Problem set →
1 – List the seven languages into which the text about Strava's localization says Runna was to be localized.
2 – Write the next few sentences of the text about Strava's localization, starting after its final sentence.
**** Text shown ****
With over 150 million users across 185 countries, Strava is one of the world’s largest digital communities for active people. It is the place where professional cyclists and weekend joggers alike go to hunt for Kudos, battle for King of the Mountain titles, and share their latest Strava Art.
In 2025, Strava reached a valuation of $2.2 billion in a funding round led by Sequoia Capital. With nearly $500 million in annual recurring revenue, Strava is the top unicorn of the fitness world.
Creating a Localization Strategy for 2 Products: Strava and Runna
When Eduardo D’Antonio, Globalization Director at Strava, set out to build a modern globalization tech stack, the stakes were high. Strava had just acquired Runna, a UK-based personalized coaching app. The mission was clear: localize Runna into seven key markets (including Dutch, French, German, Italian, Japanese, Portuguese, and Spanish) in under six weeks.
Traditional translation management systems often require months of implementation. For a high-growth unicorn like Strava, waiting six to nine months for a setup was not an option. They needed a solution that offered deep automation, a vast library of integrations, and a pricing model that scaled with their 35-million-word volume.
Why did Strava Choose Crowdin?
Eduardo evaluated the leading TMS platforms on the market but found many were too expensive, too slow to implement, or lacked the technical flexibility Strava required.
Strava chose Crowdin as the center of their localization architecture because it offered:
- Integrations (The #1 Priority): Strava needed to connect over 25 different content repositories across their ecosystem.
- Implementation Speed: While competitors quoted 6-9 months for setup, Strava didn’t have that time.
- Cost: Strava needed an affordable, scalable solution.
- Customization & Support: They needed a partner, not just a vendor, someone who would listen to feature requests and adapt as quickly as Strava does.
To meet the aggressive six-week deadline, Strava implemented an AI-driven strategy. By combining NMT and LLMs via Crowdin, the team managed to maintain quality while reducing time-to-market.
**** Data segment ****
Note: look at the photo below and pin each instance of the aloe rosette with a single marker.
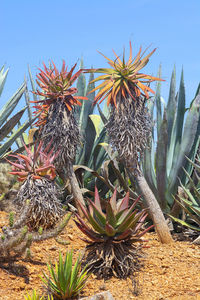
****
List of answers →
1 – Dutch, French, German, Italian, Japanese, Portuguese, Spanish

2 –
Results
Beyond the technical setup, the strategy of using Crowdin as the central hub and connectors to Figma, GitHub, Contentful, Intercom, Iterable, Kevel, Strapi, and Intento + DeepL for MT translation allowed Runna to go global in record time. It was successfully localized into Dutch, French, German, Italian, Japanese, Portuguese, and Spanish. By using NMT and LLMs via Crowdin, Strava can now translate faster, better, and cheaper.
As Dom Maskel, CEO of Runna, noted in Forbes, “Strava’s experience in localization helped us bring this all to life and their support has been instrumental in bringing this update to market at pace and at scale.”
“This means millions more runners worldwide can fully experience what we’ve built. This is about more than translation: it’s about inclusivity, accessibility and global ambition to make running more accessible, effective and enjoyable for everyone,” he continued.
“None of this would have happened without Crowdin,” says Eduardo, Globalization Director at Strava. “I think that’s the most powerful sentence I could tell you.”
Key Takeaways
- If your TMS does not integrate with your tech stack, you are not truly automating.
- Speed is a competitive advantage. In the tech world, being first to a new market can define brand loyalty for years.
- Customization and support are the silent pillars of a six-week launch. Strava required a partner willing to listen to feature requests and adapt as quickly as their own engineering team.